_GIVEN TASK:_ Write out, word for word, every line from the one containing "Where can the poppy petal" through the last line of the records below, both ends included.

_TASK MATERIAL:_
===============
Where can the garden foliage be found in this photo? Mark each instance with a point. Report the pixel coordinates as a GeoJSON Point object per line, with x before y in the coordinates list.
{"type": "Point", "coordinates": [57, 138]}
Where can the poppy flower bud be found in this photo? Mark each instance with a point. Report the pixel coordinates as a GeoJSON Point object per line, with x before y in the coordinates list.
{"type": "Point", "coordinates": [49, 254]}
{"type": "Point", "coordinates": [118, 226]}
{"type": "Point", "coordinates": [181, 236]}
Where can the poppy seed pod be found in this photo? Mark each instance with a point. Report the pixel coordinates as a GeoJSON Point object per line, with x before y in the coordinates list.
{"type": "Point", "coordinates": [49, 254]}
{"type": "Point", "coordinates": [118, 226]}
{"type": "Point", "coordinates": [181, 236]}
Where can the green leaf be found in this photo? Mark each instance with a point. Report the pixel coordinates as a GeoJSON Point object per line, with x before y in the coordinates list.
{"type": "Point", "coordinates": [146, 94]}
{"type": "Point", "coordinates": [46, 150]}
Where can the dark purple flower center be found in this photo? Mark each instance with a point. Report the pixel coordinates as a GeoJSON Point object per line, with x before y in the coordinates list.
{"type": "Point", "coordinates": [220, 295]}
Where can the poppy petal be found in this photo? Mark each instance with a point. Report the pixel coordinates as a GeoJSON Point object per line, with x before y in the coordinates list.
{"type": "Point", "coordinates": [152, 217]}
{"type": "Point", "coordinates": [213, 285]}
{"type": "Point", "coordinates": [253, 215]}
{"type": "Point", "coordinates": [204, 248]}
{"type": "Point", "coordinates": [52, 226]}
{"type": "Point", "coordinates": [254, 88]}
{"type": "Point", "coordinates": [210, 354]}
===============
_CORRECT ANSWER:_
Where can the poppy petal be found in this photo? Mark each instance with a point. Report the pixel coordinates as a GeoJSON Point object per line, with x before y in the coordinates list.
{"type": "Point", "coordinates": [152, 217]}
{"type": "Point", "coordinates": [213, 285]}
{"type": "Point", "coordinates": [253, 215]}
{"type": "Point", "coordinates": [204, 248]}
{"type": "Point", "coordinates": [52, 226]}
{"type": "Point", "coordinates": [254, 88]}
{"type": "Point", "coordinates": [210, 354]}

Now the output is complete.